#### [GIVEN EXERCISE]
Report every line in the entries below that contains the string "skin", treating uppercase and lowercase as different.
--- Start INPUT FOR THIS TASK ---
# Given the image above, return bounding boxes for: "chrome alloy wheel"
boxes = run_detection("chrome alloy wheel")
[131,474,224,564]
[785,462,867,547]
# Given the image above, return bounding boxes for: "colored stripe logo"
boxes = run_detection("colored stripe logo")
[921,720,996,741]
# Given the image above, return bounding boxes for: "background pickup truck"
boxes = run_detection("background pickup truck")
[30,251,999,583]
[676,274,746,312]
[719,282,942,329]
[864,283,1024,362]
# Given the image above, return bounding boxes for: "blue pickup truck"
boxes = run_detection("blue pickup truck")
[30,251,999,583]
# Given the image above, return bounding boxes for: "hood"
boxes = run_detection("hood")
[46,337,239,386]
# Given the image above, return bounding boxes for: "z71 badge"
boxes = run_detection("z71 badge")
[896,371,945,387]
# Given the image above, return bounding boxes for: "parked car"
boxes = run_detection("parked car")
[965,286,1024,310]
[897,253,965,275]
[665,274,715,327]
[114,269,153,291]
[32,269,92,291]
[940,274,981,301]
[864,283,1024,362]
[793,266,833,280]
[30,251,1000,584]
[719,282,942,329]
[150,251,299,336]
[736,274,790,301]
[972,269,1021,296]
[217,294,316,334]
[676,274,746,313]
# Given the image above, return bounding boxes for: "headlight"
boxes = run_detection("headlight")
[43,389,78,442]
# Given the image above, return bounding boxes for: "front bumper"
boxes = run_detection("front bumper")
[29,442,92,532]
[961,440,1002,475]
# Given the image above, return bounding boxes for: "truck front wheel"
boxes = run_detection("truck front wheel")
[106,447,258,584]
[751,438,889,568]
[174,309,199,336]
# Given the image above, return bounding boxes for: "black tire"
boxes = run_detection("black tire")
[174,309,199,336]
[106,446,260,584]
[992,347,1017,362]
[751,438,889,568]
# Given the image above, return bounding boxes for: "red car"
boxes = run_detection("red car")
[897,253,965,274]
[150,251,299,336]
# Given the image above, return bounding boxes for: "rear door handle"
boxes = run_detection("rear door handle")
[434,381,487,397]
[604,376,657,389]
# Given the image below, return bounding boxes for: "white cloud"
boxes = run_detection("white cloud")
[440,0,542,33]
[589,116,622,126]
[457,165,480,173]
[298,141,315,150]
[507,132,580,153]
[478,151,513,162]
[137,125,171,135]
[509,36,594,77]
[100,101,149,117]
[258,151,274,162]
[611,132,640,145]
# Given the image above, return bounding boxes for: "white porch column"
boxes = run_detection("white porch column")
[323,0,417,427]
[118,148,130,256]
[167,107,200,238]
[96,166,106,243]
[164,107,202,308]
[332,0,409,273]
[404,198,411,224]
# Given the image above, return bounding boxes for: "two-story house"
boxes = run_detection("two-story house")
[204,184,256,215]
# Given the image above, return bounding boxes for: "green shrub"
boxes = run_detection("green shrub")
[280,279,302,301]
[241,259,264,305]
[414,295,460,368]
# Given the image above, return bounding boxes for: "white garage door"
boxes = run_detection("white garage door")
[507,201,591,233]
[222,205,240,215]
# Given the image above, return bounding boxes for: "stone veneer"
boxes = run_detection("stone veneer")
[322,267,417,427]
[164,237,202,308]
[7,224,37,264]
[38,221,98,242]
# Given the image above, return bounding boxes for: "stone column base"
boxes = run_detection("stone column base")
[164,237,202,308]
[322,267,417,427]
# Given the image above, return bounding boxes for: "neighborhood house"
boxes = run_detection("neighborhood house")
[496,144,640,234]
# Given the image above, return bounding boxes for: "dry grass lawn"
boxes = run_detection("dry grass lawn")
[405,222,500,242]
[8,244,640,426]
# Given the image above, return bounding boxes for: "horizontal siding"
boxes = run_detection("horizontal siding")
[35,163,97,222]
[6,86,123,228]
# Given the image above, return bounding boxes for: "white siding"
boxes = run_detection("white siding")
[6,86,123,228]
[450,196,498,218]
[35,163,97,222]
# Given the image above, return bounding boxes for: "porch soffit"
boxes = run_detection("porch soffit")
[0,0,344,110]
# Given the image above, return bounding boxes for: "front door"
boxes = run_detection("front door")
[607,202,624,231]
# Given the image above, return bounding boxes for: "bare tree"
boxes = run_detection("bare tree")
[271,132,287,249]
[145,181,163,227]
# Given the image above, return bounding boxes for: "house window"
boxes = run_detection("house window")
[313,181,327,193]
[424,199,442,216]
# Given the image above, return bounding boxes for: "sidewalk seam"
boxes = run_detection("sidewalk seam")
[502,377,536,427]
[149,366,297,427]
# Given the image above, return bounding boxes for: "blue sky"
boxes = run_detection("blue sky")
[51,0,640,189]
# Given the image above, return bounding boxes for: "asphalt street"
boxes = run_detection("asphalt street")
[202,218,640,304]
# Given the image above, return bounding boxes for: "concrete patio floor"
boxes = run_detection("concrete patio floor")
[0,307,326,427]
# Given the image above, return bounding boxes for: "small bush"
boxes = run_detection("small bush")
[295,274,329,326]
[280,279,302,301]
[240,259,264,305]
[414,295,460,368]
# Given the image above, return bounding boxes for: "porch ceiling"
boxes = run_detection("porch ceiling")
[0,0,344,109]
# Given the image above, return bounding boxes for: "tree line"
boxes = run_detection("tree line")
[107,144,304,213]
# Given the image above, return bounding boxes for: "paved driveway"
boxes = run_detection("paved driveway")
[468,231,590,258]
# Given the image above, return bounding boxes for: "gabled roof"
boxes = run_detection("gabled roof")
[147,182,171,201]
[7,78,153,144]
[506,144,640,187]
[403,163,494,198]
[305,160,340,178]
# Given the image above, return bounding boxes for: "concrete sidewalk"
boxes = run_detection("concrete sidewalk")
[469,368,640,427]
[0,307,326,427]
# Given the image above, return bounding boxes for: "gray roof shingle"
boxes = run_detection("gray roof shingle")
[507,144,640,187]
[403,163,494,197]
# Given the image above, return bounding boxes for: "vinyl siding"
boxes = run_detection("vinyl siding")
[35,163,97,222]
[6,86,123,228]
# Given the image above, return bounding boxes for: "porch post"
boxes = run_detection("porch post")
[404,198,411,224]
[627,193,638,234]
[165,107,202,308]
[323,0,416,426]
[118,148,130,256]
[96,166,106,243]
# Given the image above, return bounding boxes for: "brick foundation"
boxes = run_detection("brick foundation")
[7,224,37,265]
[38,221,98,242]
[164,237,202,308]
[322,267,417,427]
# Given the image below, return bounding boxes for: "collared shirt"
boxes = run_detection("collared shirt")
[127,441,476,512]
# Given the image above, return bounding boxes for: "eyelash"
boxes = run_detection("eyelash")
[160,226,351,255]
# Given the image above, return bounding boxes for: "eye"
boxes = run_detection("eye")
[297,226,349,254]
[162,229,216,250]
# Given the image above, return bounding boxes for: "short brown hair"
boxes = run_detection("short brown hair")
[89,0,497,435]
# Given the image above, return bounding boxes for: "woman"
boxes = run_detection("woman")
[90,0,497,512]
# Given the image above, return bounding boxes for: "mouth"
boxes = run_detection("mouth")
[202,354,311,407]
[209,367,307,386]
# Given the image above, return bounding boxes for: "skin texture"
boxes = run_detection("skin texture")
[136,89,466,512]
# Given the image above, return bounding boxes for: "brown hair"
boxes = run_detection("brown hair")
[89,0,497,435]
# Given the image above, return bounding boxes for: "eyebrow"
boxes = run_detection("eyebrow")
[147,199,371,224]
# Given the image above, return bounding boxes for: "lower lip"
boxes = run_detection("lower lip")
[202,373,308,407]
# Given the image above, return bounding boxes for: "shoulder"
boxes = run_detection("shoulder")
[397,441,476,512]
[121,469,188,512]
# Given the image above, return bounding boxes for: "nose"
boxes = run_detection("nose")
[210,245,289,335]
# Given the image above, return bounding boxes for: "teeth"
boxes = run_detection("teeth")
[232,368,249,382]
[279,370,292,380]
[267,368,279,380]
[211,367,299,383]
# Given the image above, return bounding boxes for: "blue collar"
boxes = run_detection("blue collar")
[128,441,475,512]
--- End INPUT FOR THIS TASK ---
#### [ANSWER TO THE TASK]
# Given the image above, return bounding boxes for: "skin texture"
boxes = run_detection("skin texture")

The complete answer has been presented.